* **Work to complete**:
All of the entries below should be copied exactly as they appear.

* **Records contained in a dataset**:
--- START ---
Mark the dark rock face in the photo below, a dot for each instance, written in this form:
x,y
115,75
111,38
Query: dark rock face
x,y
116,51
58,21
--- END ---
* **Solution**:
Mark the dark rock face in the photo below, a dot for each instance, written in this form:
x,y
115,75
111,38
Query: dark rock face
x,y
116,51
58,21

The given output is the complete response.